------ Data records ------
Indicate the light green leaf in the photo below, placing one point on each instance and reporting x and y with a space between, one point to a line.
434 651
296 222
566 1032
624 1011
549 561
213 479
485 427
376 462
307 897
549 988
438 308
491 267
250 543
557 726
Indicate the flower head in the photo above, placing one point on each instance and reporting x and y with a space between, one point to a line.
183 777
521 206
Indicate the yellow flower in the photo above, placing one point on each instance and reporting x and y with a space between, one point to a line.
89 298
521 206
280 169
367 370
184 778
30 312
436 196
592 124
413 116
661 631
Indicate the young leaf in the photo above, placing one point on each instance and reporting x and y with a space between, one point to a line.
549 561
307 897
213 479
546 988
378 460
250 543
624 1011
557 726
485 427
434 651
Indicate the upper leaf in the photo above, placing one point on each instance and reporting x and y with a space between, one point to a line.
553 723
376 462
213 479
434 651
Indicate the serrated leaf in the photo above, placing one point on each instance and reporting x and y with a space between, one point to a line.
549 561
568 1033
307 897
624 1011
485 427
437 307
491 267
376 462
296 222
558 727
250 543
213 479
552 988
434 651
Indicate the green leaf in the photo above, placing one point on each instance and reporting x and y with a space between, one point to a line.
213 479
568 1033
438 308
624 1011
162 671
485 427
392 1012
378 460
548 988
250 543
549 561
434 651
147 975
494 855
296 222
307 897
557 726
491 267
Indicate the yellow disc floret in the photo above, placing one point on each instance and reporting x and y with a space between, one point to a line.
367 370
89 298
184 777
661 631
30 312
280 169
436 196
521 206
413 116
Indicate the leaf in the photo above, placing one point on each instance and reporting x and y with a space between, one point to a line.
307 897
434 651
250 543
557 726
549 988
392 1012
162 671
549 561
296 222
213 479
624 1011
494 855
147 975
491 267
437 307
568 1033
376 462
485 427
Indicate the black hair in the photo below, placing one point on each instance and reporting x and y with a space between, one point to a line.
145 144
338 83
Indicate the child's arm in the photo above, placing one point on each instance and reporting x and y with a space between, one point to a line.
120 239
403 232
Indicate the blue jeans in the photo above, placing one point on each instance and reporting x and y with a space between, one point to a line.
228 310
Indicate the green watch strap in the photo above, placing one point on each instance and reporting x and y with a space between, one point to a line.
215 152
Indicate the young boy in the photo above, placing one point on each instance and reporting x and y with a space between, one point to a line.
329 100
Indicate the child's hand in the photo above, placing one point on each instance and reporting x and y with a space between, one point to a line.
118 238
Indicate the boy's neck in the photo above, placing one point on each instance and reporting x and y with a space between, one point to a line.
------
Work to complete:
Can you reproduce, unchanged, every line from the one containing "Indicate the green watch" through the end of the items above, including both the first and last lines?

The solution:
Indicate the green watch strap in the photo above, placing one point on each instance and reporting x and y with a space between, one point to a line.
215 152
Indicate the young boy in the photo above, placing one point on each instance and reporting x and y with a space between, one point to a line.
329 100
Indicate the child's hand in the photo above, placing one point on each instance and reporting x and y with a space between, one point to a line.
118 238
Indicate the boy's neck in the photo above, placing one point on each instance and reporting x and y with a space between, one point to a line.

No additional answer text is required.